**SUPPLIED TEXT:**
_ _ _

Sunday, October 11, 2020

How Europe made the Knowledge Machine

Steve Sailer links to NYT on The Knowledge Machine. Publishers Weekly is on it too.

This traces modern scientody to the Western need for a common language, after Christianity broke in such a way that no side could marginalise the other. Schism had been a reality of the Christendom since, oh, Islam but up to the Middle Ages, either the schismatic state was left to itself or else some Crusade snuffed it.

From what I've been reading, the schism between the Avignon Pope and the Germans - especially AD 1328-30 when the Germans presided over the episcopacy of the (then) fifth Nicholas - was the first which foreshadowed the scientific world. For the first time a dissident philosopher like Marsilius could migrate to a friendly region. That meant he didn't fear excommunication - being #canceled, we would say. He didn't have to write in code as did Dante. William of Ockham was, exactly, the philosopher who mooted that a common understanding, even unto Scripture, could be had by disinterested inquiry.

Before all that, there was already a feeling among the nations' elites (i.e. knights and clergy) that all Christians were in it together. Mediaeval Europeans went ignorant of IndoEuropean linguistics and of modern genetics; but they did share a Bible. From that, Europeans intuited they were similar to each other, against Shem and Ham; which they could interpret as Sons Of Japhet. (The Basques might have been an exception - except that Euskara was a hinterland language whose nobles spoke Gascon and Navarrese Romance, like the lords over England speaking Norman.) The rediscovery of Tacitus in Germany lay still in the future.

_ _ _

**DATA FOR REVIEW:**
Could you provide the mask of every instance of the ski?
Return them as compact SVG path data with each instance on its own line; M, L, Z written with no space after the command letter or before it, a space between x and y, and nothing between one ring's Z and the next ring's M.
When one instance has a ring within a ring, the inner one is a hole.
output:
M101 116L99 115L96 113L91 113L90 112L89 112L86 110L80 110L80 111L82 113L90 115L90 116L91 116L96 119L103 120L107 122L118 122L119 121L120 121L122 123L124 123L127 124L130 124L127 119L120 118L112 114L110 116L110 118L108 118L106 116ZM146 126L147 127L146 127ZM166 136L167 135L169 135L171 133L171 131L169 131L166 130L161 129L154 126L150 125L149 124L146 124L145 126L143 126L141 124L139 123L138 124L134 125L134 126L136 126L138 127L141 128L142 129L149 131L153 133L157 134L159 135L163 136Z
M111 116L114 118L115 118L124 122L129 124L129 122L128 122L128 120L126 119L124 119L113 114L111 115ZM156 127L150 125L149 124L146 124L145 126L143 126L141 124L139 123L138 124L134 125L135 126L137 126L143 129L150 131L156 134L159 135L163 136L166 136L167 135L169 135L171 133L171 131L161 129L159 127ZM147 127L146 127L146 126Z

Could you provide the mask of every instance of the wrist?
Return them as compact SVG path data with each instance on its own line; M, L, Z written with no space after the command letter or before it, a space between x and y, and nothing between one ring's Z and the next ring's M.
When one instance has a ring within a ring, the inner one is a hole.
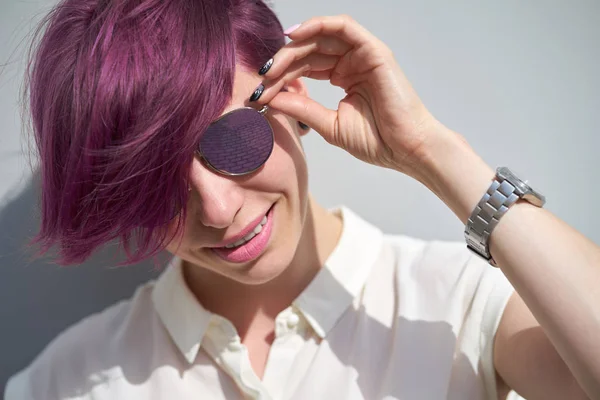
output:
M419 172L415 178L466 224L489 188L495 171L462 135L445 126L436 128L429 137L419 155Z

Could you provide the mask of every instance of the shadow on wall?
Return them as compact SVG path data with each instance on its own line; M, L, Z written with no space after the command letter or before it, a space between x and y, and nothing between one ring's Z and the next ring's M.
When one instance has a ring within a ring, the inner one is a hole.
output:
M108 246L84 264L60 267L48 258L30 261L26 247L39 227L38 179L0 208L0 393L68 326L129 298L160 271L151 261L114 268L122 260ZM161 260L168 261L168 254Z

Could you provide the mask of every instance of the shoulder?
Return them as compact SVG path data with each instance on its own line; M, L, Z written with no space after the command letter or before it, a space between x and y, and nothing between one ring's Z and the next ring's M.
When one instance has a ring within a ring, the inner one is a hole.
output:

_ _ _

**EXERCISE BRIEF:** Reproduce word for word the part of the Knowledge Machine post starting at "Steve Sailer links" and ending at "Crusade snuffed it.".

**SOLUTION TO THIS TASK:**
Steve Sailer links to NYT on The Knowledge Machine. Publishers Weekly is on it too.

This traces modern scientody to the Western need for a common language, after Christianity broke in such a way that no side could marginalise the other. Schism had been a reality of the Christendom since, oh, Islam but up to the Middle Ages, either the schismatic state was left to itself or else some Crusade snuffed it.